>>>
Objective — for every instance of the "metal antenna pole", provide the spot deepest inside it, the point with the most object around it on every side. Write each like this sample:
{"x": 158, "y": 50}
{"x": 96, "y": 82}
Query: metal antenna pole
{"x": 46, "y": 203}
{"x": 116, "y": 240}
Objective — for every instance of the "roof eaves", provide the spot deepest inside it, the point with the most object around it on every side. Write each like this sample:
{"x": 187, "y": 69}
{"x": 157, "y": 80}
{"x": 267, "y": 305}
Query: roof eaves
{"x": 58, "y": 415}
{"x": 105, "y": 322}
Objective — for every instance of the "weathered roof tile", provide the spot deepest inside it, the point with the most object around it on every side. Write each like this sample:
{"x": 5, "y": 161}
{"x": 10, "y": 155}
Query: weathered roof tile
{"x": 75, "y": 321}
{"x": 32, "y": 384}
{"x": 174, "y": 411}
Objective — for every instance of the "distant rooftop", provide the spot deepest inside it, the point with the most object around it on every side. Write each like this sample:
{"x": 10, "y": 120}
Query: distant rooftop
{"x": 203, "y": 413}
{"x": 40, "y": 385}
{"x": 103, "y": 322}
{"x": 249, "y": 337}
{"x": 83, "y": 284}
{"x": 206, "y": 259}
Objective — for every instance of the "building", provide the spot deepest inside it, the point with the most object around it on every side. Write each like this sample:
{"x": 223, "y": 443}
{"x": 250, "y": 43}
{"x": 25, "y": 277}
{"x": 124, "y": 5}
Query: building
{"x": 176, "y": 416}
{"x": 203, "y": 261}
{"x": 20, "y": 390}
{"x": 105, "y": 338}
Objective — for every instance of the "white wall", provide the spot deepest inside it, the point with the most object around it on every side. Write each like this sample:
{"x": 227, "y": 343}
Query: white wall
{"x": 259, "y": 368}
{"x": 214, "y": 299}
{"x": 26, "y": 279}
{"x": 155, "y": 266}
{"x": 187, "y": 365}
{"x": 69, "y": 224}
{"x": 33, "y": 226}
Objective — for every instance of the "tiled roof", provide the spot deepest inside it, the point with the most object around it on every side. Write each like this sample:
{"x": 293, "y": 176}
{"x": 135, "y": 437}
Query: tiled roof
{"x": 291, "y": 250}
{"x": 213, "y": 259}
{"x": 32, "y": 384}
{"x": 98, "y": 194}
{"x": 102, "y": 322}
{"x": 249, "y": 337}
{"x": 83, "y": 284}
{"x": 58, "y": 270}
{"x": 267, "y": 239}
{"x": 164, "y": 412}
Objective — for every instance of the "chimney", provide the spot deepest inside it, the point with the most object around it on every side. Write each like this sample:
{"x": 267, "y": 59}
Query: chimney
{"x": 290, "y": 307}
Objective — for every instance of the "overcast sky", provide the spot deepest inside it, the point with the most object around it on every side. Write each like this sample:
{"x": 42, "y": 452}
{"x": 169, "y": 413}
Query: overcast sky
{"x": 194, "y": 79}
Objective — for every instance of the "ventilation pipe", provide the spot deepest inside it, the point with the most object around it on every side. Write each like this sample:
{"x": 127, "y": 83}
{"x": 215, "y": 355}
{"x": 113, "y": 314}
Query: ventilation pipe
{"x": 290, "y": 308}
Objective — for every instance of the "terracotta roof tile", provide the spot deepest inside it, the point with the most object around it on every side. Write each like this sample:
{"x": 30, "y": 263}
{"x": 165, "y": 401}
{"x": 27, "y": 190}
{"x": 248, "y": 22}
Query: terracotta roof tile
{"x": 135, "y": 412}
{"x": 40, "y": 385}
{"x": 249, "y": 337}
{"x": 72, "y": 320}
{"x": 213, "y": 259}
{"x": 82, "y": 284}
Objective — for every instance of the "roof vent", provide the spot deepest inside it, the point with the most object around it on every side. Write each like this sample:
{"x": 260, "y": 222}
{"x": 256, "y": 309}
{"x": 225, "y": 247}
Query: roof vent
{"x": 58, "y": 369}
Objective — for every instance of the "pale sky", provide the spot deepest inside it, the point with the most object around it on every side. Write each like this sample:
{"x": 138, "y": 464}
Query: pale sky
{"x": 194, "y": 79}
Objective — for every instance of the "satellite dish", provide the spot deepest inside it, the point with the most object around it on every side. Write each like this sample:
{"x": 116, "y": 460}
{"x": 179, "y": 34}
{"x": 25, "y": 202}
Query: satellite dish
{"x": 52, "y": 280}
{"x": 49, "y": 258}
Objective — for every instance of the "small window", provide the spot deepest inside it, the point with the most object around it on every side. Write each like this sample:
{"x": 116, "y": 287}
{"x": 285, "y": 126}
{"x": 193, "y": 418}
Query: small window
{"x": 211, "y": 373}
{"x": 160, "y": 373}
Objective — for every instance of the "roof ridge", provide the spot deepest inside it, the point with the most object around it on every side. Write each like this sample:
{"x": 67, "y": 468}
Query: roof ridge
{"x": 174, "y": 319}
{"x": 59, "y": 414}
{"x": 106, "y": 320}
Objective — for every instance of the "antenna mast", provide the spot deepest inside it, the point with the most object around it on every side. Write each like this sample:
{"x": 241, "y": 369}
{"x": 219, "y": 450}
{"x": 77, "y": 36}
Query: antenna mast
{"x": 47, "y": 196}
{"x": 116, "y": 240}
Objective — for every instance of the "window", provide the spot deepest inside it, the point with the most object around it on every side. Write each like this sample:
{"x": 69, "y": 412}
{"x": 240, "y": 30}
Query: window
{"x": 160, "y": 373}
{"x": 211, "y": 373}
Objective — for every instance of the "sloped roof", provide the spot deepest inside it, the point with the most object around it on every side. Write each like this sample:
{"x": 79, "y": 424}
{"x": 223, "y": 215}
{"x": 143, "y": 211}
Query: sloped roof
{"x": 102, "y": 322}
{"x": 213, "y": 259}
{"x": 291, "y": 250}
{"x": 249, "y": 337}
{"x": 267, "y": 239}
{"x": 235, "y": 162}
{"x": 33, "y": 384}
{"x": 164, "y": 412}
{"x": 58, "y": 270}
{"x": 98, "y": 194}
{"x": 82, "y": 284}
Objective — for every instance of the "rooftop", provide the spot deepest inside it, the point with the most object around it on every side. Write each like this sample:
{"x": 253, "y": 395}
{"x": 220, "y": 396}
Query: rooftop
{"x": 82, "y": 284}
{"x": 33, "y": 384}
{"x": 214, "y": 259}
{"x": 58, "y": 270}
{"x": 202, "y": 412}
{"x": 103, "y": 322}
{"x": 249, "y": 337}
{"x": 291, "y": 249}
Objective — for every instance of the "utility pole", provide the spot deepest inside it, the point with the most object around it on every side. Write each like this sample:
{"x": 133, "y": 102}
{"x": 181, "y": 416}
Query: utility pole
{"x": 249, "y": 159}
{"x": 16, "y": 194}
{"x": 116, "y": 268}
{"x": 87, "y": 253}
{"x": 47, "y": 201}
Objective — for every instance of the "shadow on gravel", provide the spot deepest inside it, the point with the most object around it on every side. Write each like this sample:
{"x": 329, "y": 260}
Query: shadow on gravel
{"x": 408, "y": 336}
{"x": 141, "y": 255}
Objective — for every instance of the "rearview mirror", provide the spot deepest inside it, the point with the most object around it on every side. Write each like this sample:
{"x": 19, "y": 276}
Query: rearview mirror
<<<
→ WHAT THE TASK REQUIRES
Please restate the data word for word, every record included.

→ ANSWER TO THIS EXERCISE
Objective — for every instance of the "metal antenna pole", provide the spot deepest inside it, the point with the most object around it on every side. Write each like this sample:
{"x": 158, "y": 50}
{"x": 96, "y": 82}
Query: metal antenna pole
{"x": 46, "y": 203}
{"x": 116, "y": 240}
Objective — for every instance of the "roof eaves", provide the spot deepest inside it, the point with the most object around it on every side. Write each like this sample:
{"x": 187, "y": 69}
{"x": 157, "y": 80}
{"x": 267, "y": 305}
Query: roof eaves
{"x": 58, "y": 415}
{"x": 105, "y": 322}
Objective — for every instance of the "weathered roof tile", provide the spot deepest inside it, the point with the most object around it on every side. Write each like this sample:
{"x": 5, "y": 161}
{"x": 10, "y": 155}
Query: weathered roof tile
{"x": 75, "y": 321}
{"x": 32, "y": 384}
{"x": 174, "y": 411}
Objective — for every instance of the "distant rooftop", provide the spot deepest inside it, the point with the most object around it on every side. Write each like this sample:
{"x": 10, "y": 120}
Query: distant rooftop
{"x": 203, "y": 413}
{"x": 40, "y": 385}
{"x": 103, "y": 322}
{"x": 249, "y": 337}
{"x": 83, "y": 284}
{"x": 206, "y": 259}
Objective — for every instance of the "building", provide the spot deepest inside it, the point with the most object around it on every side. Write each like this sample:
{"x": 223, "y": 443}
{"x": 250, "y": 43}
{"x": 25, "y": 277}
{"x": 124, "y": 5}
Query: building
{"x": 176, "y": 416}
{"x": 203, "y": 261}
{"x": 20, "y": 390}
{"x": 105, "y": 338}
Objective — for every instance of the "white wall", provide the spot deepest inside it, the point with the most object around it on every side. Write each like this sample:
{"x": 227, "y": 343}
Query: white wall
{"x": 259, "y": 368}
{"x": 214, "y": 299}
{"x": 26, "y": 279}
{"x": 155, "y": 266}
{"x": 187, "y": 365}
{"x": 69, "y": 224}
{"x": 33, "y": 226}
Objective — for every instance of the "tiled roof", provide the spot deepest inside it, the point with the most object around it on every side. Write each like this sample:
{"x": 293, "y": 176}
{"x": 135, "y": 437}
Query: tiled roof
{"x": 291, "y": 250}
{"x": 213, "y": 259}
{"x": 32, "y": 384}
{"x": 98, "y": 194}
{"x": 102, "y": 322}
{"x": 249, "y": 337}
{"x": 83, "y": 284}
{"x": 58, "y": 270}
{"x": 267, "y": 239}
{"x": 164, "y": 412}
Objective — for every instance of the "chimney", provide the spot deepest inside it, the point with the most object around it on every side. Write each like this sample:
{"x": 267, "y": 59}
Query: chimney
{"x": 290, "y": 307}
Objective — for every instance of the "overcast sky", provide the spot deepest inside it, the point with the most object around it on every side. Write each like this sample:
{"x": 42, "y": 452}
{"x": 169, "y": 413}
Query: overcast sky
{"x": 194, "y": 79}
Objective — for every instance of the "ventilation pipe", provide the spot deepest inside it, the point with the most object around it on every side. Write each like this sample:
{"x": 127, "y": 83}
{"x": 215, "y": 355}
{"x": 113, "y": 314}
Query: ventilation pipe
{"x": 290, "y": 308}
Objective — for every instance of the "terracotta roof tile", provide the spot deepest inside it, the point with the most object around it on every side. Write each like this sample:
{"x": 30, "y": 263}
{"x": 165, "y": 401}
{"x": 27, "y": 190}
{"x": 248, "y": 22}
Query: terracotta roof tile
{"x": 135, "y": 412}
{"x": 40, "y": 385}
{"x": 249, "y": 337}
{"x": 72, "y": 320}
{"x": 213, "y": 259}
{"x": 82, "y": 284}
Objective — for every instance of the "roof vent", provide the spot deepest inside it, the point with the most object around it on every side. Write each like this sample:
{"x": 260, "y": 222}
{"x": 256, "y": 309}
{"x": 225, "y": 247}
Query: roof vent
{"x": 58, "y": 369}
Objective — for every instance of the "pale sky", provide the spot deepest inside it, the point with the most object around it on every side. Write each like this sample:
{"x": 138, "y": 464}
Query: pale sky
{"x": 194, "y": 79}
Objective — for every instance of the "satellite dish", provide the spot deepest inside it, the point with the most object around it on every side. Write each like this sample:
{"x": 116, "y": 460}
{"x": 179, "y": 34}
{"x": 25, "y": 202}
Query: satellite dish
{"x": 52, "y": 280}
{"x": 49, "y": 258}
Objective — for every instance of the "small window", provide the spot deepest inside it, the point with the most object around it on every side. Write each like this sample:
{"x": 116, "y": 287}
{"x": 285, "y": 126}
{"x": 193, "y": 418}
Query: small window
{"x": 211, "y": 373}
{"x": 160, "y": 373}
Objective — for every instance of the "roof ridge", provide the spot deepest inside it, the point with the most object around it on every side. Write each like this sample:
{"x": 67, "y": 468}
Query: roof ridge
{"x": 174, "y": 319}
{"x": 59, "y": 414}
{"x": 106, "y": 320}
Objective — for every instance of the "antenna mast", provide the spot deepest inside it, the point with the most object around it on every side. Write each like this sample:
{"x": 241, "y": 369}
{"x": 219, "y": 450}
{"x": 77, "y": 36}
Query: antenna mast
{"x": 47, "y": 196}
{"x": 116, "y": 240}
Objective — for every instance of the "window", provide the spot deepest inside it, the point with the most object around it on every side. Write each like this sample:
{"x": 69, "y": 412}
{"x": 240, "y": 30}
Query: window
{"x": 160, "y": 373}
{"x": 211, "y": 373}
Objective — for every instance of the "sloped roof", provide the spot deepest inside it, the point with the most object around it on every side. Write each like this sample:
{"x": 79, "y": 424}
{"x": 223, "y": 215}
{"x": 143, "y": 211}
Query: sloped roof
{"x": 102, "y": 322}
{"x": 213, "y": 259}
{"x": 291, "y": 250}
{"x": 249, "y": 337}
{"x": 267, "y": 239}
{"x": 235, "y": 162}
{"x": 33, "y": 384}
{"x": 164, "y": 412}
{"x": 58, "y": 270}
{"x": 98, "y": 194}
{"x": 82, "y": 284}
Objective — for every instance of the "rooftop", provide the spot deepest inside it, the point with the most object around it on every side. Write each like this sample:
{"x": 253, "y": 395}
{"x": 220, "y": 396}
Query: rooftop
{"x": 82, "y": 284}
{"x": 33, "y": 384}
{"x": 214, "y": 259}
{"x": 58, "y": 270}
{"x": 202, "y": 412}
{"x": 103, "y": 322}
{"x": 249, "y": 337}
{"x": 291, "y": 249}
Objective — for every instance of the "utility pole", provide the spot deepest inside it, the point with the most object around it on every side. Write each like this sample:
{"x": 133, "y": 102}
{"x": 181, "y": 416}
Query: utility pole
{"x": 249, "y": 159}
{"x": 16, "y": 194}
{"x": 116, "y": 268}
{"x": 87, "y": 253}
{"x": 47, "y": 201}
Objective — for every instance of the "shadow on gravel", provide the spot deepest inside it, the point with the most object around it on every side. Write each like this sample:
{"x": 329, "y": 260}
Query: shadow on gravel
{"x": 408, "y": 336}
{"x": 141, "y": 255}
Objective — for every instance of the "rearview mirror", provide the spot deepest inside it, the point with the most object around it on every side. Write each like this sample:
{"x": 19, "y": 276}
Query: rearview mirror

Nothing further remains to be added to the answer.